#### Supplied data
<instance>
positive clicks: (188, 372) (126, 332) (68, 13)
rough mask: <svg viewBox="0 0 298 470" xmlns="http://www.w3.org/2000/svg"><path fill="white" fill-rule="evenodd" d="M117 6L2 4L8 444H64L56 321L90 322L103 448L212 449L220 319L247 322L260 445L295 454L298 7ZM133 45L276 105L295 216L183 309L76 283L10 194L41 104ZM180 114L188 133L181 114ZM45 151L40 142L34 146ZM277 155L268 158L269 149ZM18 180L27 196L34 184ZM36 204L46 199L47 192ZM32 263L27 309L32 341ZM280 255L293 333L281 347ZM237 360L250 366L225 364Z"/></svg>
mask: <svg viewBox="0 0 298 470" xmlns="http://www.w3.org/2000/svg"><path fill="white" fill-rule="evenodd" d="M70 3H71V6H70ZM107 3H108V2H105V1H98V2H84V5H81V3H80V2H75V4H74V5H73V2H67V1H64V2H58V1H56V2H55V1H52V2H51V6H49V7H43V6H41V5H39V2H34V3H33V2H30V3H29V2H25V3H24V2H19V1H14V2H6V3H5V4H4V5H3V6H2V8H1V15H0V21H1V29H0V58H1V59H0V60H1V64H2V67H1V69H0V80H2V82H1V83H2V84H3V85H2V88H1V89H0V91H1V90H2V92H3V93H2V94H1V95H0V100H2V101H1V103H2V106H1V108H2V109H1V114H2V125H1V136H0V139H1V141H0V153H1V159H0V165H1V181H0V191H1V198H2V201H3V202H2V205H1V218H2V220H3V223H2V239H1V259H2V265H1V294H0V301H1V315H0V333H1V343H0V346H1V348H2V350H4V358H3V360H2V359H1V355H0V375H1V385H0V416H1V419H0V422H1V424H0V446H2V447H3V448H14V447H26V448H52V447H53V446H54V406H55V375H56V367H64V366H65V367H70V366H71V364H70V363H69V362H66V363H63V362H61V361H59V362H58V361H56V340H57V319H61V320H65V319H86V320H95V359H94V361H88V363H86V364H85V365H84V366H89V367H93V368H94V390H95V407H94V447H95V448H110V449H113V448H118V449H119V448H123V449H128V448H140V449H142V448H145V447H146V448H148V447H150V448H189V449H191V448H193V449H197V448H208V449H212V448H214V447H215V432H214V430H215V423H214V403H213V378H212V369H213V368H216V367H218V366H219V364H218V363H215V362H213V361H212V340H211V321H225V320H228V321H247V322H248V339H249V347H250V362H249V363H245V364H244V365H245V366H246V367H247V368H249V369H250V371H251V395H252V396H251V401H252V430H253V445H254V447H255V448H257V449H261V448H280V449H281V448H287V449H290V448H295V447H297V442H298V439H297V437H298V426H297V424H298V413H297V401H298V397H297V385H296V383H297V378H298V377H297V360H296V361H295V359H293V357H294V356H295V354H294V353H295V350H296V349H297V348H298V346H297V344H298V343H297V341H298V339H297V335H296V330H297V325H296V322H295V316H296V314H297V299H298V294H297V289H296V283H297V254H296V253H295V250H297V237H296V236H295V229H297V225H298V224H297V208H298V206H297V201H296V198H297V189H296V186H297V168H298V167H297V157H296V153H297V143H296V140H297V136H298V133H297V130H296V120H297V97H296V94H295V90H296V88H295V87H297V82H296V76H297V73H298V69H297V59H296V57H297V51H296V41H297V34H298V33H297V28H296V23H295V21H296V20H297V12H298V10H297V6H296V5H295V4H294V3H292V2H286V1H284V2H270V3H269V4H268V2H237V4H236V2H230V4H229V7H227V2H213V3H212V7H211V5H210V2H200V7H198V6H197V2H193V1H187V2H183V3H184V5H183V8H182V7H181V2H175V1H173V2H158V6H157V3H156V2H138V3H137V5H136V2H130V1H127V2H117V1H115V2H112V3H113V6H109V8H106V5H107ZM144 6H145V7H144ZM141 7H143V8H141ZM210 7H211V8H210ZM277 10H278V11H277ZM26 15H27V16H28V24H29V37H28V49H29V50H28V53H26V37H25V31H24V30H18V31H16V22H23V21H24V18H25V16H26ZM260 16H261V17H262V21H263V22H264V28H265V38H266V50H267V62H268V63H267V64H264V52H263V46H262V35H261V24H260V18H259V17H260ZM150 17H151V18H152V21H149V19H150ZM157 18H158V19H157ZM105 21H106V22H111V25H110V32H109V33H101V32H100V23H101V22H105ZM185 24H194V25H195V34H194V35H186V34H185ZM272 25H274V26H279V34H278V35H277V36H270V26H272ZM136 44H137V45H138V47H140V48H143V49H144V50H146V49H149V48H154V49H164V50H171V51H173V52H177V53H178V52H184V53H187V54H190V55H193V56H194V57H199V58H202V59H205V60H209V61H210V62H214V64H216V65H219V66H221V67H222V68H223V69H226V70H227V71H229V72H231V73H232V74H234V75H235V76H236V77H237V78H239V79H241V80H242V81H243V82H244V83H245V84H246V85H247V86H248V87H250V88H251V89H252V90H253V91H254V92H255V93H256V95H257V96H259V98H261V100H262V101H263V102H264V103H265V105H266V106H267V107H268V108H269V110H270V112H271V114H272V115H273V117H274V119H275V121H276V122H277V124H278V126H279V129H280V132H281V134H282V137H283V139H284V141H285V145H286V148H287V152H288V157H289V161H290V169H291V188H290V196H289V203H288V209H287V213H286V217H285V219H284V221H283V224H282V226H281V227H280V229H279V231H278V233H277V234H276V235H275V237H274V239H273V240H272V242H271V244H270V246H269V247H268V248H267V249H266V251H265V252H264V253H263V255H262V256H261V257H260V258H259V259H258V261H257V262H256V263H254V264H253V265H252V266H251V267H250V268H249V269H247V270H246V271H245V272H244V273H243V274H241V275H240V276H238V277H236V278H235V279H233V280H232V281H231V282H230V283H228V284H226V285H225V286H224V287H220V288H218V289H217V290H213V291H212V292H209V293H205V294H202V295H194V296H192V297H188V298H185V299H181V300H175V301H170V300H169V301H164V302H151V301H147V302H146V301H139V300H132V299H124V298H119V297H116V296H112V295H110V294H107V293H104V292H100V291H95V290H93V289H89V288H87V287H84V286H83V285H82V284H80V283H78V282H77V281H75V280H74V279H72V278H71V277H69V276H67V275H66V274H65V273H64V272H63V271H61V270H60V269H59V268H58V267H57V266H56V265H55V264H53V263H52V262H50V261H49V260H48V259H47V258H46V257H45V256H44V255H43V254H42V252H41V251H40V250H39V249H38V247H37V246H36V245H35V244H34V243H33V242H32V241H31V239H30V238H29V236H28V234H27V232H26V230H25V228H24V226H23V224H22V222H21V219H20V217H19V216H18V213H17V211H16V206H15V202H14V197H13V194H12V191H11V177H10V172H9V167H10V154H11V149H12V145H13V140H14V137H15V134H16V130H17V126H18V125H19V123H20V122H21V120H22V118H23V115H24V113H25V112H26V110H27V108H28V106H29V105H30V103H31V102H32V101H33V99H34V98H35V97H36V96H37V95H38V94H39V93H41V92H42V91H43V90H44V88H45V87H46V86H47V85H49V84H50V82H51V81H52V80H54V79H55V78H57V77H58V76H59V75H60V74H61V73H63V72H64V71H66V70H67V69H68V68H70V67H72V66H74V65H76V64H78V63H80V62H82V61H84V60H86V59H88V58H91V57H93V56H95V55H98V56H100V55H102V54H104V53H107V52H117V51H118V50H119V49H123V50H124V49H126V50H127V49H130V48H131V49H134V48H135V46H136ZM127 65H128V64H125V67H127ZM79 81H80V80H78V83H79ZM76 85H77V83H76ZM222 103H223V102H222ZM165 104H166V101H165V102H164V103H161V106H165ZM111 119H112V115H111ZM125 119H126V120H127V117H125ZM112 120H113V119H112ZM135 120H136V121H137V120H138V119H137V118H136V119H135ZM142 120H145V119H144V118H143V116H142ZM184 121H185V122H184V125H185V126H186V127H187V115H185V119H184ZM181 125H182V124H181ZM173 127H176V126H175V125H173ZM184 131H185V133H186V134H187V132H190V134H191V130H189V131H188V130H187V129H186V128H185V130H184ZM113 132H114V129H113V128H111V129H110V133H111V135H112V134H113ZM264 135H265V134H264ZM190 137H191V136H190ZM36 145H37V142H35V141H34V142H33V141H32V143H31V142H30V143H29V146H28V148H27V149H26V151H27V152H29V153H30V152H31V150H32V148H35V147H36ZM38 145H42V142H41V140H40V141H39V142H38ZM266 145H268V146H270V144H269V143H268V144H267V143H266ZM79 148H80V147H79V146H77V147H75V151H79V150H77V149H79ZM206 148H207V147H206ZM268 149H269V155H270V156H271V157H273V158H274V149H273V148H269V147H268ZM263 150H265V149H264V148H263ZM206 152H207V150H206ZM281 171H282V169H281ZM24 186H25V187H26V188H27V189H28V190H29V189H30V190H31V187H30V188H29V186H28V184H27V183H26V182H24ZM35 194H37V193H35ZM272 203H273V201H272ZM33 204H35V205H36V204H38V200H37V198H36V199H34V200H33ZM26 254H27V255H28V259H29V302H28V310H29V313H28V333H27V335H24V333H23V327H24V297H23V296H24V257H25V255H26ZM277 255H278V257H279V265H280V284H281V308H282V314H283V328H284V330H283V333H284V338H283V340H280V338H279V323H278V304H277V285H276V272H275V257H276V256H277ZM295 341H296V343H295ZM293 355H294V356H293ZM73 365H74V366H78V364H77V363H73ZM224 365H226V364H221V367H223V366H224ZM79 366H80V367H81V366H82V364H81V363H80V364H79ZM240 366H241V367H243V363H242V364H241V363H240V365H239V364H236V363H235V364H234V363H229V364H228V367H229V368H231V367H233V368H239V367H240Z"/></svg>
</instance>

#### Exercise
Please rewrite the lines from the very start through the line containing "rough mask: <svg", swapping "positive clicks" for "foreground clicks" and leaving everything else unchanged.

#### Output for this task
<instance>
foreground clicks: (188, 372) (126, 332) (68, 13)
rough mask: <svg viewBox="0 0 298 470" xmlns="http://www.w3.org/2000/svg"><path fill="white" fill-rule="evenodd" d="M117 6L2 4L8 444H64L56 321L90 322L103 448L212 449L220 319L247 322L260 445L295 454L298 7ZM133 45L276 105L295 216L183 309L76 283L10 194L41 104ZM180 114L188 133L181 114ZM45 151L40 142L34 146ZM277 155L268 158L269 149ZM18 180L27 196L34 184ZM36 204L46 199L47 192ZM32 263L27 309L32 341ZM280 255L293 333L281 347ZM237 360L250 366L225 364Z"/></svg>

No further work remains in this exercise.